*** Source extract Section Begins ***

Less than 20% of those diagnosed with a brain tumour survive beyond five years
Man who went the extra mile sponsors a week of research in dad’s memory at centre where scientists are working to find a cure for brain tumours
A Wellesbourne man who completed the Cotswold Way 107-mile multi-day ultra-marathon in June this year to raise funds for Brain Tumour Research has visited a research centre where scientists are focused on finding a cure for the devastating disease which took his dad.
Malcolm Boyd’s dad, Arthur, was diagnosed in December 2015 with a grade 4 glioblastoma multiforme (GBM), one of the most aggressive and deadly, and sadly the most common, type of brain tumour. There were few treatment options available and certainly no cure. Arthur passed away in June 2016, leaving his wife, three sons and seven grandchildren broken-hearted.
Malcolm’s “100 miles for Dad” (which took place on and around the first anniversary of losing his beloved dad) helped raise awareness of brain tumours which kill more children and adults under the age of 40 than any other cancer, as well as raising an incredible £19,500 to help fund vital research.
On Wednesday 11th October, Malcolm and his wife Caroline travelled to Queen Mary University of London (QMUL) to place seven tiles in his dad’s memory on the Wall of Hope at Brain Tumour Research’s Centre of Excellence. Each tile represents a day’s research sponsored by Malcolm’s fundraising.
They were given a tour of the research facility at QMUL and heard from lead scientist Prof Silvia Marino about the work taking place there which, in collaboration with University College London, is focusing on specific research into a greater understanding of GBMs with the intention of discovering more effective treatments and ultimately a cure.
Malcolm said: “I am committed to help raise awareness, and funding for research is incredibly important. Less than 20% of those diagnosed with a brain tumour survive beyond five years compared with an average of 50% across all cancers. For GBM patients, like my father, the survival prognosis is usually 12 to 18 months, but in his case, sadly he survived just six months.
“An increase in funding for research into brain tumours is vital if we are to prevent other families enduring the same painful journey as ours.”
Brain Tumour Research is campaigning to see the national spend on research into brain tumours increased to £30-£35 million a year, in line with breast cancer and leukaemia.

*** Source extract Section Ends ***
*** Available data Section Begins ***

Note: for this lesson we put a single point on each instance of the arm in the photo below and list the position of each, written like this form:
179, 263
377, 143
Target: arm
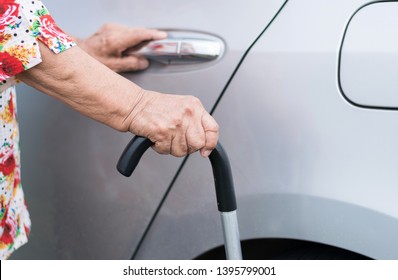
109, 43
176, 124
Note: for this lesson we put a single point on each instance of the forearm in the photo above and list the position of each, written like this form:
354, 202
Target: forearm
85, 84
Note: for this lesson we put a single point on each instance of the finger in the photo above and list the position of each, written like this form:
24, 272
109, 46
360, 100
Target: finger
179, 147
128, 63
195, 137
211, 129
135, 36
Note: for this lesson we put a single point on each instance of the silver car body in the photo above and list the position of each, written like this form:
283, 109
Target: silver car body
305, 95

*** Available data Section Ends ***

### Check your understanding
1) List every person named in the article about Malcolm Boyd's fundraising.
2) In the article about Malcolm Boyd's fundraising, how many tiles did Malcolm place on the Wall of Hope?
3) Carry on the article about Malcolm Boyd's fundraising from its final sentence.

### Responses
1)
Malcolm Boyd
Arthur
Caroline
Prof Silvia Marino

2) Seven tiles.

3)
To donate to Brain Tumour Research in memory Malcolm’s dad please go to www.justgiving.com/fundraising/100milesfordad
For further information, please contact:
Liz Fussey at Brain Tumour Research on 07811 068357 or Liz@braintumourresearch.org
Notes to Editors
Brain Tumour Research is the only national charity in the UK focused on funding sustainable research to find a cure for brain tumours. We are building a game-changing network of world-class Research Centres of Excellence in the UK. Embracing passionate member charities nationwide, £5.5 million was raised towards research and support during 2016.
We are campaigning to see the national spend on research into brain tumours increased to £30 - £35 million a year, in line with breast cancer and leukaemia. The charity is celebrating a year of high-profile campaigning on this issue following the unprecedented success of its petition in 2016. Following that, Brain Tumour Research is now taking a leading role in the Government’s Task and Finish Working Group convened to tackle the historic underfunding for research.
Key statistics on brain tumours:
- Brain tumours kill more children and adults under the age of 40 than any other cancer
- They kill more children than leukaemia
- They kill more men under 45 than prostate cancer
- They kill more women under 35 than breast cancer
- Just 1% of the national spend on cancer research has been allocated to this devastating disease
- In the UK 16,000 people each year are diagnosed with a brain tumour
- Less than 20% of those diagnosed with a brain tumour survive beyond five years compared with an average of 50% across all cancers
- Brain tumours are indiscriminate; they can affect anyone, at any
- Incidences of, and deaths from, brain tumours are increasing.